ИСХОДНЫЙ ТЕКСТ >>
● ● ● ● ● ● ●

Операции мы обсуждали на партийно-комсомольском собрании. Обсуждение приняло очень широкий характер, захватило разные стороны нашей деятельности и как бы подводило итоги всей прошедшей работы. На собрании разгорелись страстные споры. Выступавшие пытались определить, по каким путям пойдет дальнейшее развитие нашей деятельности. Трудно припомнить предложения всех товарищей, но в тот же день после собрания я написал Бондаренко письмо, черновик которого у меня сохранился. Оно помогает многое восстановить в памяти. Я писал:
«Еще раз убеждаешься в том, что вопрос об объединении отрядов под единым командованием становится неотложным. Сегодня, 15 апреля, состоялось партийное собрание, на котором присутствовали и комсомольцы. Собрание у нас нечастое явление, можно сказать — исключительное, и сегодня многие поняли, что это очень полезная вещь. На собрании обнаружилось два мнения, два убеждения о направлении дальнейшей борьбы, относящиеся, главным образом, к вопросам тактики.
Любопытно при этом то, что командиры, да и бойцы ратуют каждый раз за то, на чем они уже основательно набили руку, за то, кто на чем наспециализировался.
Одни — за проведение более крупных операций и предлагают походы за пределы области. Они говорят, что походы оказывают на население положительное влияние, поднимают его на борьбу с врагом, а противника деморализуют.
Сторонники походов к диверсиям на дорогах откосятся равнодушно, если не сказать — отрицательно. Они считают, что походы концентрируют силы, а диверсии их распыляют. В походах мощь нашу видит народ, о диверсиях знает только противник.

● ● ● ● ● ● ●

ИСХОДНЫЕ ДАННЫЕ >>
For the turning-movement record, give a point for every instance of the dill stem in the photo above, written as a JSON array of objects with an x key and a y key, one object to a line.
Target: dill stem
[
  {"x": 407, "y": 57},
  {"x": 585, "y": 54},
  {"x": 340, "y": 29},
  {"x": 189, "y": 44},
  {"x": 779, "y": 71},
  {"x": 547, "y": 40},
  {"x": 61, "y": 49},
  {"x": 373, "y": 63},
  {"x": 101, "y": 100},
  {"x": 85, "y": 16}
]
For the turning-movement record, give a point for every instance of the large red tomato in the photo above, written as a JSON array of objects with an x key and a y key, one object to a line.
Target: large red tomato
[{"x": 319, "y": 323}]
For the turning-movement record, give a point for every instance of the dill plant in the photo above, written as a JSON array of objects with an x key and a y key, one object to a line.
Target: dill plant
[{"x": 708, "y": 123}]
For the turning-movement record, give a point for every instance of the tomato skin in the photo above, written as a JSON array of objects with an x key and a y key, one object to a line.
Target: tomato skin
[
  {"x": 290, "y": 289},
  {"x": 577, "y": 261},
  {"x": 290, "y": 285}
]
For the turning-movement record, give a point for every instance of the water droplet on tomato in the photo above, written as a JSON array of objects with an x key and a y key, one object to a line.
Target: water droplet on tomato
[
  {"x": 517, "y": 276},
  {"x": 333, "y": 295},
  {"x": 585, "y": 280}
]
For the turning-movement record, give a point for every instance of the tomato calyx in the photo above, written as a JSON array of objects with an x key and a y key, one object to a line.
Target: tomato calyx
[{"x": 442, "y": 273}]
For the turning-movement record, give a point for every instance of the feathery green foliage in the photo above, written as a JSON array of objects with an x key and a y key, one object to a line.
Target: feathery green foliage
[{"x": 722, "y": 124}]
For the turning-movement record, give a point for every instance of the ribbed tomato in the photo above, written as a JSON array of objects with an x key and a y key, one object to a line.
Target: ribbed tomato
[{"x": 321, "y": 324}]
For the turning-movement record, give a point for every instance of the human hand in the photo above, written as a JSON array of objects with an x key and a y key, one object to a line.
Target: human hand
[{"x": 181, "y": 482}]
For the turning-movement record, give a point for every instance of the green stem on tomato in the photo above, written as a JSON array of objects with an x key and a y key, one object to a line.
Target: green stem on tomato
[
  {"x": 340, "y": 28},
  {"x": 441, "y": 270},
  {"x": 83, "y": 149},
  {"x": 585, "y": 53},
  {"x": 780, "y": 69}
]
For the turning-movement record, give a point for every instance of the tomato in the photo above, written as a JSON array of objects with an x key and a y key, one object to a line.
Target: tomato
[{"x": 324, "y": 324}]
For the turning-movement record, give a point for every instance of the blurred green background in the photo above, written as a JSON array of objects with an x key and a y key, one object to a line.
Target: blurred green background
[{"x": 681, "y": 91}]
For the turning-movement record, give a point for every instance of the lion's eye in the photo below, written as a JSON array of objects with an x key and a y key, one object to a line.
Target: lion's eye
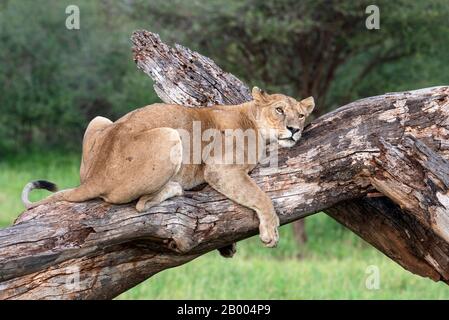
[{"x": 280, "y": 110}]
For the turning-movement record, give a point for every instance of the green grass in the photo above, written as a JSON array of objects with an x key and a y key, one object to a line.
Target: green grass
[{"x": 333, "y": 263}]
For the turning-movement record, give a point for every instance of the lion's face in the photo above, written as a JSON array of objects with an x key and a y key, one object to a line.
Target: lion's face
[{"x": 281, "y": 117}]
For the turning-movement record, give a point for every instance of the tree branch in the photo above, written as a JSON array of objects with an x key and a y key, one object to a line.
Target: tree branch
[{"x": 395, "y": 143}]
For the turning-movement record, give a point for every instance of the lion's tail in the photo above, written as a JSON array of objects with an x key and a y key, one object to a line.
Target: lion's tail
[{"x": 38, "y": 184}]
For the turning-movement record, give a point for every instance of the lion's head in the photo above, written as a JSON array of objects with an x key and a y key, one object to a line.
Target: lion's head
[{"x": 281, "y": 117}]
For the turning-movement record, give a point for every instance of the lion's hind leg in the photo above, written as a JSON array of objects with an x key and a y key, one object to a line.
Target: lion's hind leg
[
  {"x": 171, "y": 189},
  {"x": 91, "y": 144}
]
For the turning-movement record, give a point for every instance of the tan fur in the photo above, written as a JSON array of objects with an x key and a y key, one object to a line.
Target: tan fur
[{"x": 140, "y": 156}]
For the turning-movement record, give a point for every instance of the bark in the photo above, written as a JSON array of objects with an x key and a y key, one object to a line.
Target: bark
[{"x": 396, "y": 144}]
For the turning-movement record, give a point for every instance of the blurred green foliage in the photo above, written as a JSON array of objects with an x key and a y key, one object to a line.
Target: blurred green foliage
[{"x": 54, "y": 80}]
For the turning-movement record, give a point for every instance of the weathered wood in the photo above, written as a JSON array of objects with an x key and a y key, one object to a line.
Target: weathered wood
[{"x": 396, "y": 143}]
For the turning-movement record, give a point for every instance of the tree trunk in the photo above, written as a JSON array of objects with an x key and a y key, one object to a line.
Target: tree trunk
[{"x": 396, "y": 144}]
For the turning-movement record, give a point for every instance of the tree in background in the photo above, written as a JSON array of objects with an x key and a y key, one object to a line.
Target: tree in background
[
  {"x": 54, "y": 80},
  {"x": 304, "y": 47}
]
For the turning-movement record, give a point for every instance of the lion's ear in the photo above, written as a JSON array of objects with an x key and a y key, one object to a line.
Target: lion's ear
[
  {"x": 258, "y": 94},
  {"x": 308, "y": 104}
]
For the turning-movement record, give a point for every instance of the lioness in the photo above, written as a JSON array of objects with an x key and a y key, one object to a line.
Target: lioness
[{"x": 142, "y": 156}]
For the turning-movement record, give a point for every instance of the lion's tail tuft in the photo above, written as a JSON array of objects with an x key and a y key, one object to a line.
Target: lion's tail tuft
[{"x": 38, "y": 184}]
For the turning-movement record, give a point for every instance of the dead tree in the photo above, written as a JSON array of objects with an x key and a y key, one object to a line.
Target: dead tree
[{"x": 396, "y": 144}]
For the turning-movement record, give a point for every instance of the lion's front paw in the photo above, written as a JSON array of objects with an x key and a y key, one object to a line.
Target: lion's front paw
[{"x": 269, "y": 232}]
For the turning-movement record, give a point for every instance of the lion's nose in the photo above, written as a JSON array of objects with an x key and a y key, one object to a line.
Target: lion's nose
[{"x": 293, "y": 130}]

● ● ● ● ● ● ●

ТРЕБОВАНИЯ >>
**A)** Объясните по отрывку о партийном собрании, почему часть командиров и бойцов выступает за походы за пределы области.
**B)** Выведите из отрывка о партийном собрании всё, что идет от слов «Сторонники походов к» вниз до слов «знает только противник.».

ПОЛНЫЕ ОТВЕТЫ >>
**A)** Они считают, что походы положительно влияют на население и поднимают его на борьбу с врагом, а противника деморализуют. Кроме того, по их мнению, походы концентрируют силы, тогда как диверсии их распыляют.

**B)**
Сторонники походов к диверсиям на дорогах откосятся равнодушно, если не сказать — отрицательно. Они считают, что походы концентрируют силы, а диверсии их распыляют. В походах мощь нашу видит народ, о диверсиях знает только противник.